▶ _SET EXERCISE_: Retype every line of the material below, reproducing each one character for character.

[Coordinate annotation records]
__________________________________________________

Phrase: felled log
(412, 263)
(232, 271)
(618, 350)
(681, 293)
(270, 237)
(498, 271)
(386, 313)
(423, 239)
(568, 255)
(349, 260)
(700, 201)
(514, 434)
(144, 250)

__________________________________________________

▶ _SOLUTION TO THE EXERCISE_:
Phrase: felled log
(412, 263)
(232, 271)
(618, 350)
(681, 293)
(270, 237)
(498, 271)
(386, 313)
(423, 239)
(568, 255)
(349, 260)
(700, 201)
(514, 434)
(144, 250)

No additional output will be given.